• _AIM OF THE EXERCISE_
Rewrite all of the lines below in full, offsetting every pin coordinate by adding 145 to each number. Leave the numbers in the requests and their sample outputs as they are.
_ _ _ _ _
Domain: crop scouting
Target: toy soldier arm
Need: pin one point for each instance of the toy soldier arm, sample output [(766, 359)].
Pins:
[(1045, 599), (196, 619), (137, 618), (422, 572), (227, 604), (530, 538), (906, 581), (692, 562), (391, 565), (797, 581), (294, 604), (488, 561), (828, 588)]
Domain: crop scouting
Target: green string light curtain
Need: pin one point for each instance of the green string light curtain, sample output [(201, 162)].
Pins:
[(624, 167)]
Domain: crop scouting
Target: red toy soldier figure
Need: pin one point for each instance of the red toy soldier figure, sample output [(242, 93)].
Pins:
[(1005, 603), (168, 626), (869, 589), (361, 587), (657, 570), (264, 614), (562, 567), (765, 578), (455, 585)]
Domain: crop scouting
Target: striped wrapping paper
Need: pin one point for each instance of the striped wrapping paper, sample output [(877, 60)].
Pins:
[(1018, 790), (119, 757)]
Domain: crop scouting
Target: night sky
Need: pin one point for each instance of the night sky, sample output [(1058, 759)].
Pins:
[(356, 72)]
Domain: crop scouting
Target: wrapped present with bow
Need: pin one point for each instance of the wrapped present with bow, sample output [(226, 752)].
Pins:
_ _ _ _ _
• _CORRECT RESPONSE_
Domain: crop scouting
Target: toy soldier arm
Need: pin one point for each instance of the toy soldier arm, sample output [(766, 359)].
Pins:
[(1190, 744), (341, 764), (282, 763), (567, 717), (372, 749), (675, 683), (1051, 726), (837, 707), (536, 710), (942, 726), (439, 749), (633, 706), (973, 733)]
Domain: crop scouting
Target: green string light curtain
Need: pin one point for each instance of the green string light curtain, sample output [(201, 162)].
Pins:
[(769, 312)]
Domain: crop scouting
Target: red toy soldier figure
Need: pin one point for each instance of the red toy soldier figure, sample output [(242, 93)].
Pins:
[(1150, 748), (313, 771), (1014, 734), (506, 732), (802, 715), (409, 759), (707, 712), (910, 723), (600, 730)]
Domain: crop scouting
Target: striped wrapping paper
Need: pin one point for each instance of the striped wrapping paper, sample output [(877, 60)].
Pins:
[(1163, 935), (264, 902)]
Domain: crop scouting
Target: night sky
Need: pin one point for each instance of the night sky, sample output [(1058, 759)].
Pins:
[(501, 217)]
Domain: crop scouting
Target: wrapped present with bow
Need: pin one point for each instance of the wrapped present with bow, sample output [(226, 752)].
Pins:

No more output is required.